- [Tarefas do exercício]
A. Por favor, copie do texto sobre o SUS a parte que começa em "1. NÃO FOSSE" e segue até "aos direitos humanos.".
B. De acordo com o texto sobre o SUS, qual era a expectativa de vida da população nos anos 80, segundo o IBGE?

- [Trecho do documento]
━━━━━━━━

Domingueira Nº 06 - Fevereiro 2022

Índice

  1. NÃO FOSSE O SUS... - por Lenir Santos

NÃO FOSSE O SUS...

Por Lenir Santos


A pandemia da Covid-19, nesses dois anos de medo, luto, morte, doença, nos leva a considerar que a desigualdade social brasileira só não é pior pelo fato de haver um sistema de saúde pública que fez a diferença no enfrentamento e combate dessa doença.

Não fosse o SUS, a expectativa de vida da população, que nos anos 80 era de 65 anos segundo o IBGE, não teria se elevado para 76,8 (2021).

Não fosse o SUS, com suas instalações e serviços de saúde construídos há três décadas, a duras penas, diga-se, a população estaria desassistida e os planos de saúde populares grassariam dando a falsa impressão de cuidados com a saúde das pessoas. O SUS vem se consagrando como uma das mais importantes políticas públicas de combate à desigualdade e respeito aos direitos humanos.

━━━━━━━━

- [Conjunto de dados]
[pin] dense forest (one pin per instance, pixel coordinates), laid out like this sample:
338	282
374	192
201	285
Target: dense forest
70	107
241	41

━━━━━━━━

- [Respostas dos problemas]
A.
1. NÃO FOSSE O SUS... - por Lenir Santos

NÃO FOSSE O SUS...

Por Lenir Santos


A pandemia da Covid-19, nesses dois anos de medo, luto, morte, doença, nos leva a considerar que a desigualdade social brasileira só não é pior pelo fato de haver um sistema de saúde pública que fez a diferença no enfrentamento e combate dessa doença.

Não fosse o SUS, a expectativa de vida da população, que nos anos 80 era de 65 anos segundo o IBGE, não teria se elevado para 76,8 (2021).

Não fosse o SUS, com suas instalações e serviços de saúde construídos há três décadas, a duras penas, diga-se, a população estaria desassistida e os planos de saúde populares grassariam dando a falsa impressão de cuidados com a saúde das pessoas. O SUS vem se consagrando como uma das mais importantes políticas públicas de combate à desigualdade e respeito aos direitos humanos.

B. 65 anos.